• Text:
════════════════════
Lisa Barber of Hillross Aspire tells ifa about how a personal loss inspired her to help improve the financial situation of other women.
When Lisa Barber’s father passed away in 1989, with no will and no insurance, it had a significant effect on her family and led to her desiring to help others avoid having to experience a similar plight.
“There were four children at home, we had debt and a mortgage and mum was the primary income earner, so it had a profound impact on us,” she says.
“From then on it was a natural calling for me to work in financial services and try to provide financial security to women; I wanted to work to provide financial security and awareness,” she says.
“One of the things I really value about being a financial adviser is being able to provide that sense of security for people.”
Barber says that not only do women live longer, but due also to a clear gender-based pay gap, they have relatively fewer funds for their retirement than men. Her client base is currently made up predominantly of women between the ages of 35 and 45.
════════════════════
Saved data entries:
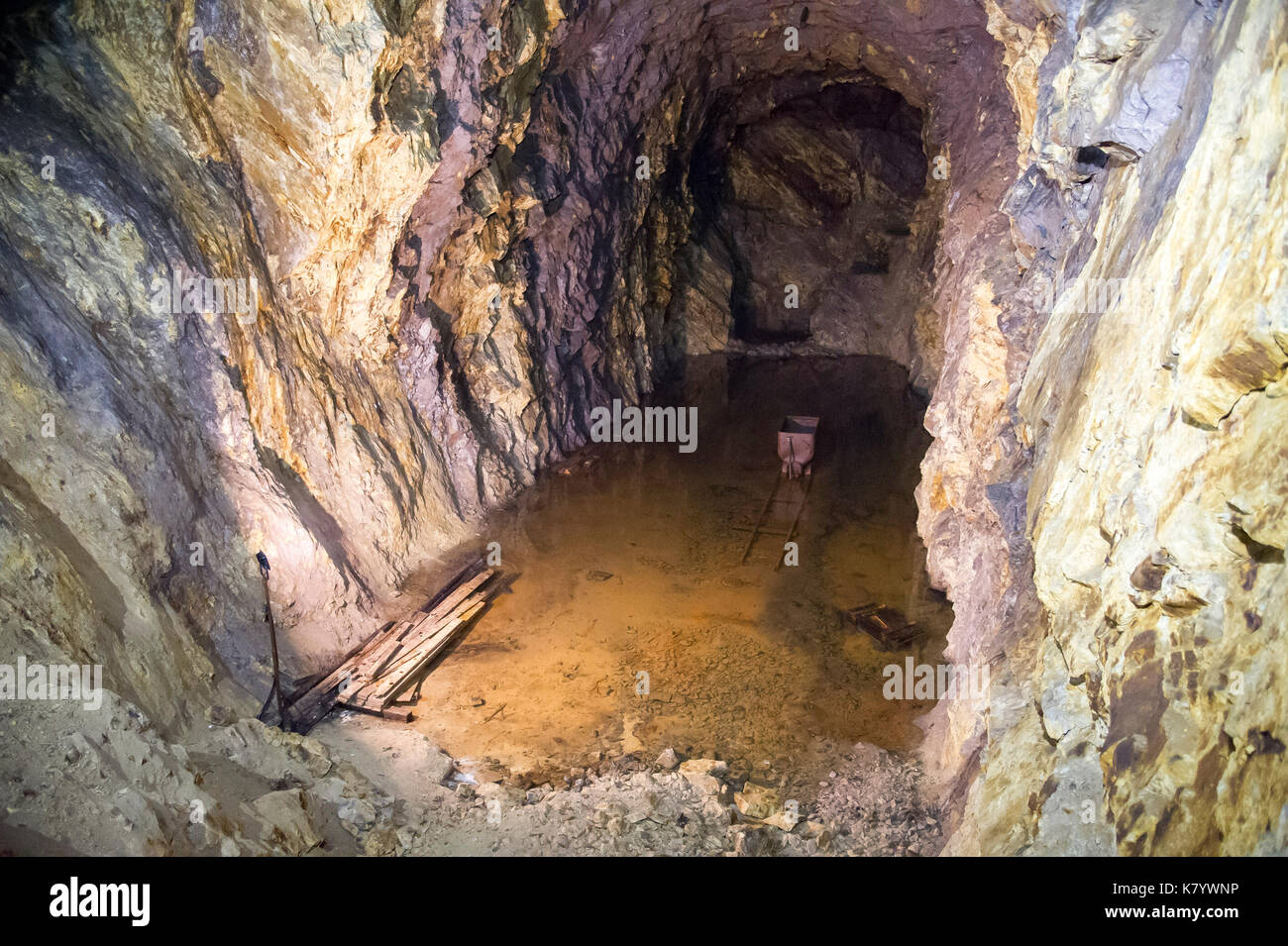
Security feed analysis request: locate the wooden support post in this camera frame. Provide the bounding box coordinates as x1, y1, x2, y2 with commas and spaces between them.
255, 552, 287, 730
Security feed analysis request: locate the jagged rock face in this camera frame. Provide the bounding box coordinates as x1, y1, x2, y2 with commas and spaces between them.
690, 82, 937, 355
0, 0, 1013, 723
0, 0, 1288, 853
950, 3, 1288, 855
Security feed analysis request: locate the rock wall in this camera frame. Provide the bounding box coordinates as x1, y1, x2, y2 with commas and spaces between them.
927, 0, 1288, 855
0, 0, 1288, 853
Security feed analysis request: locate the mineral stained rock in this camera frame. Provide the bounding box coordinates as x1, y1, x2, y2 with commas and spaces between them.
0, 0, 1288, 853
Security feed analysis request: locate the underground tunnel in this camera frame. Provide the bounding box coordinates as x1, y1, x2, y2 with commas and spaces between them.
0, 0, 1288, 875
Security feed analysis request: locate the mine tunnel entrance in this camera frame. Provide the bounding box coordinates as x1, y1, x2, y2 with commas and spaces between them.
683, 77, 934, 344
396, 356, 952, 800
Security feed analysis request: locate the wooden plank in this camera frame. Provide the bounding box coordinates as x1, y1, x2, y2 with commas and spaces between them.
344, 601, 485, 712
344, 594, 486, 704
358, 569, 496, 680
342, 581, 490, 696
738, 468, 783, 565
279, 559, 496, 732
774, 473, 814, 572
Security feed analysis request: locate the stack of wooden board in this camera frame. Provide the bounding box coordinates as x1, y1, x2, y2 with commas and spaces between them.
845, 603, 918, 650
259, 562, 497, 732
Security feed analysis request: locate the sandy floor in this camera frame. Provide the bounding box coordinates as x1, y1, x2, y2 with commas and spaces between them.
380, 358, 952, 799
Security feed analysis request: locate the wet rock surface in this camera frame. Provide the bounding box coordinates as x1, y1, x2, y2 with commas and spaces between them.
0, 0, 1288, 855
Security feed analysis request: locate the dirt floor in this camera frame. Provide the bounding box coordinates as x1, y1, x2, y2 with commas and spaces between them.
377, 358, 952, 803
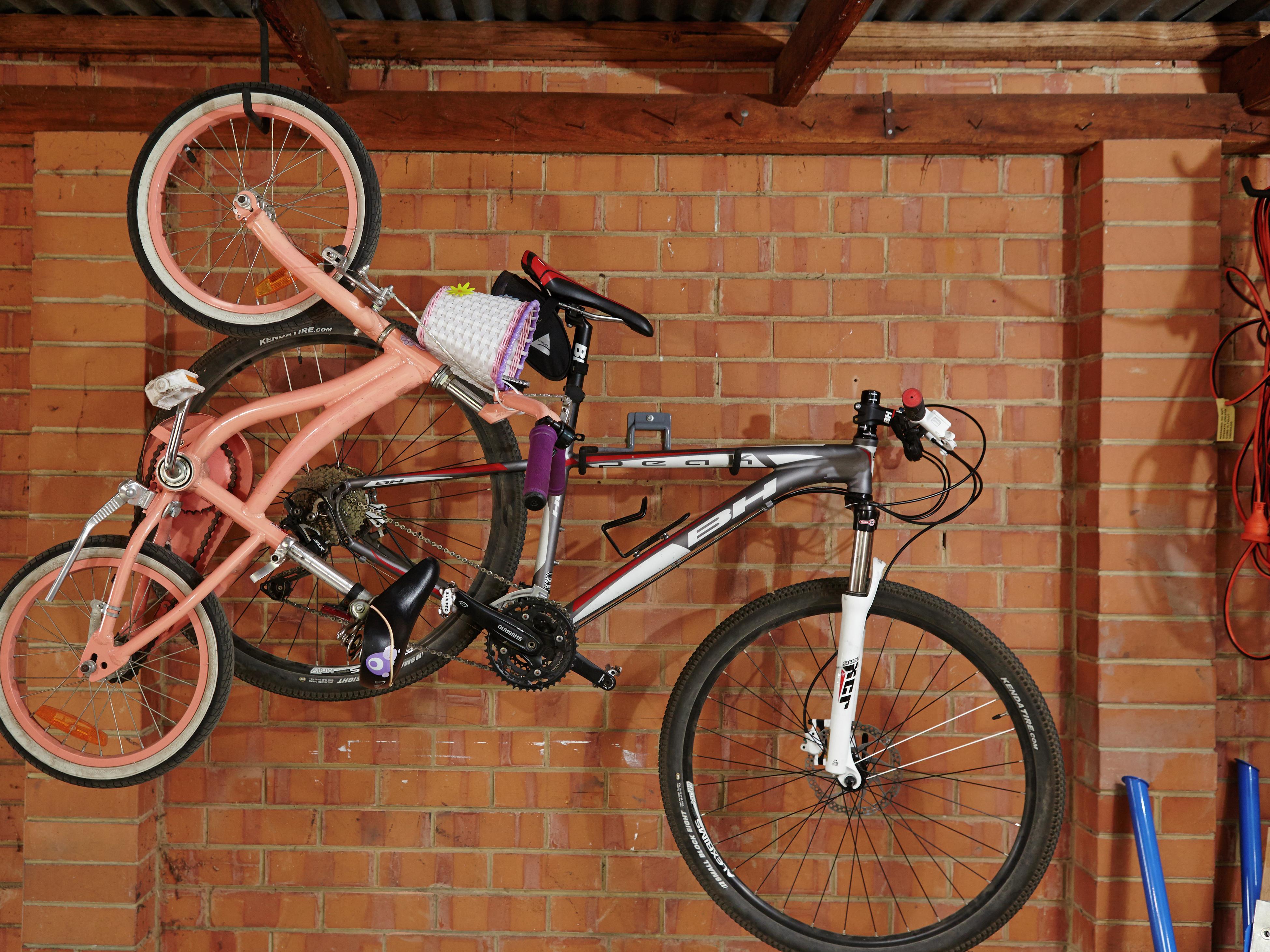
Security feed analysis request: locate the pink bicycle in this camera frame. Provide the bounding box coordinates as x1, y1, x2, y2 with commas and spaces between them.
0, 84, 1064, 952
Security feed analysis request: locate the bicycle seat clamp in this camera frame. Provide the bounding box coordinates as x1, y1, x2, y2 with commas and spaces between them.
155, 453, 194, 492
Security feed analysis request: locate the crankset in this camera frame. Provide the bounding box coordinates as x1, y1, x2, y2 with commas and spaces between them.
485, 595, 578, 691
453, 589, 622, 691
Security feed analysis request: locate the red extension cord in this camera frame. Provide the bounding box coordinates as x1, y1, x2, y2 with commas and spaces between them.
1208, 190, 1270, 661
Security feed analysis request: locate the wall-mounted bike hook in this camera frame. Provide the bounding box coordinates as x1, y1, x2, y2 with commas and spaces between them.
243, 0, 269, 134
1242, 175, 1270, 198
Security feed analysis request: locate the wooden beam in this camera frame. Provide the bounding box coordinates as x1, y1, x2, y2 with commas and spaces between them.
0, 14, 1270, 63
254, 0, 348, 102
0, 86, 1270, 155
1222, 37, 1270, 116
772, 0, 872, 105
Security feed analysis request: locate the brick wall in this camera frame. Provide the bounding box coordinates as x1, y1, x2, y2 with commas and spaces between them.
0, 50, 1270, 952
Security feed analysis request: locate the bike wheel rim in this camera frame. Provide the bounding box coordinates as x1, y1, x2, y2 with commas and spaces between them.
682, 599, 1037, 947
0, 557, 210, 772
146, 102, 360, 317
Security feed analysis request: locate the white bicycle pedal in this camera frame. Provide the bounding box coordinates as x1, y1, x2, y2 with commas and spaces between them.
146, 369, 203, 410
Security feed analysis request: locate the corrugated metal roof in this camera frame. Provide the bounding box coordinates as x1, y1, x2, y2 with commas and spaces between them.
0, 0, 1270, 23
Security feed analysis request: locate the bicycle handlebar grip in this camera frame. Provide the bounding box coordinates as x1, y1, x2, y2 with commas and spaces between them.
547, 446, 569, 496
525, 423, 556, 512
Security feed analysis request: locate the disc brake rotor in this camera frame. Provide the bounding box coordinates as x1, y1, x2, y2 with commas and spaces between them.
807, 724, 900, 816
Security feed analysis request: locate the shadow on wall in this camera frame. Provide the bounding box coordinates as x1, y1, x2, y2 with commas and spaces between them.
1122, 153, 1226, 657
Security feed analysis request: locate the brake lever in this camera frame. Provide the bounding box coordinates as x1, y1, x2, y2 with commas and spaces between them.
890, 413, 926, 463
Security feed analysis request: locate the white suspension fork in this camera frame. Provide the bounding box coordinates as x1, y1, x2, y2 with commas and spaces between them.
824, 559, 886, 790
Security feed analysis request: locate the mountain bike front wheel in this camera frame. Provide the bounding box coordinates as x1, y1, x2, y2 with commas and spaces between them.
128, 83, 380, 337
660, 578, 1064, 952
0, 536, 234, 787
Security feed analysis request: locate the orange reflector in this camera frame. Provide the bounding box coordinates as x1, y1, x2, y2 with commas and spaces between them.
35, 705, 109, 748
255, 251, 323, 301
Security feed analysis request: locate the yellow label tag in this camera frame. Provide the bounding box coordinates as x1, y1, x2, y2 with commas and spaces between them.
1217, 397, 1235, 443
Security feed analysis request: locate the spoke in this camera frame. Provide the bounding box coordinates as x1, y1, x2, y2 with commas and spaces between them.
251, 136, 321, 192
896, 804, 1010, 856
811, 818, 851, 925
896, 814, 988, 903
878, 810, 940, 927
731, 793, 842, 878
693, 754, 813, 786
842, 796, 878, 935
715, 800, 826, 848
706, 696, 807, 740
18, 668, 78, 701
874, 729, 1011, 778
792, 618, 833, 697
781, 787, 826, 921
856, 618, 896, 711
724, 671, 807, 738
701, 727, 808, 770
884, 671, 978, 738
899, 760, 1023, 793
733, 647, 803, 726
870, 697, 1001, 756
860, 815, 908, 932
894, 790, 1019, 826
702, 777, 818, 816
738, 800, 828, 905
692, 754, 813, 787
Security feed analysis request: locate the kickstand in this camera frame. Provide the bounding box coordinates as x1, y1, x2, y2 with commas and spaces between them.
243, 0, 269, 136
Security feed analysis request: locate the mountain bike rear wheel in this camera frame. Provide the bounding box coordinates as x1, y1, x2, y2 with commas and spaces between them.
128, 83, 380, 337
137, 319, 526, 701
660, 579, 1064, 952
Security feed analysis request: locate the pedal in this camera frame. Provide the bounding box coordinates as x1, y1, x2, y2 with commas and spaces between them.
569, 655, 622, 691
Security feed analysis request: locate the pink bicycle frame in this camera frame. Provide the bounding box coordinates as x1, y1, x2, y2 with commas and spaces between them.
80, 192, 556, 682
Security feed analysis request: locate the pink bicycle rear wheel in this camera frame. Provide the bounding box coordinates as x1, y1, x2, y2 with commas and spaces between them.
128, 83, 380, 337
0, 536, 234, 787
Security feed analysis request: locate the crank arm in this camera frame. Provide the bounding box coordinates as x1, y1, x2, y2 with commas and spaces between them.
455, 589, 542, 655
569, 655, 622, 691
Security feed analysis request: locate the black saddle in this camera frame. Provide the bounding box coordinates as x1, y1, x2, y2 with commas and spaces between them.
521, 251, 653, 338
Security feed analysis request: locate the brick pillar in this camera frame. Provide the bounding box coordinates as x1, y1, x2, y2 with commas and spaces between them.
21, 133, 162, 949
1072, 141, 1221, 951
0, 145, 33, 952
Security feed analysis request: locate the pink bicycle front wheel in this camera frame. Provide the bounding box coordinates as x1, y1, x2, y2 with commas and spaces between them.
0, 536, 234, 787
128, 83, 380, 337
════════════════════
• Exercise prompt:
How would you continue the Lisa Barber profile from its last sentence, carrying on from the point where it stops?

• Exercise output:
She recalls one defining moment in her career, from around 10 years ago: “There was a lady that came into my office that had just lost her husband and she didn’t manage the financial situation at home,” she says. “Not only was she grieving at losing her husband, she also felt vulnerable about her financial future.
“For us to be able to sit there and work with her and help her know she had a secure financial future… I instantly saw in her body language and her face [that] her whole demeanour changed. That to me is the power of financial advice.”
Barber says she wants to provide that type of security to everyone she can.
“I’m not a doctor so I can’t help them medically; I’m not a psychologist so I can’t help them mentally; but I am a financial adviser and I can help them financially,” she says.
Barber was fortunate enough to enter financial services at a young age, starting work at Toowoomba, Queensland, at an AMP firm – well before the Financial Services Reform Act was conceived.
“I stayed there for seven years,” she says. “I stayed right at the coalface. It was a multi-agency; I worked with a number of advisers and had an alliance with an accountant.”
According to Barber, it was an invaluable experience being able to work with a number of aligned partners before making the transition to agent. “I then became a proper authority holder and that has led to me owning my own financial planning business,” she says.
“It’s definitely liberating to have your own business. I spent five years in the corporate side of AMP as well, and that experience was invaluable in enabling me to set up my own practice.”
Barber says that after experiencing being self-employed, having full control of her own destiny is quite liberating. “I can’t imagine ever going back,” she says.
Her main goal now is to continue to empower people financially –predominantly women, although not exclusively.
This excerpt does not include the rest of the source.